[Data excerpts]

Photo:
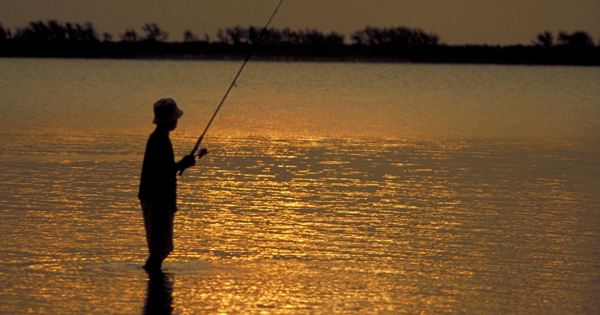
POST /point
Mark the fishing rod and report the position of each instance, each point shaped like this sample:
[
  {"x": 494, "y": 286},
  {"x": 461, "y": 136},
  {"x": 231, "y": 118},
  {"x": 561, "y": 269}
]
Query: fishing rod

**Exercise**
Except for the pictures, copy every line of the records above exactly.

**Answer to this problem**
Photo:
POST /point
Mark the fishing rod and report the position of each instance, each point shaped like this sample:
[
  {"x": 494, "y": 286},
  {"x": 461, "y": 136},
  {"x": 231, "y": 118},
  {"x": 561, "y": 269}
]
Query: fishing rod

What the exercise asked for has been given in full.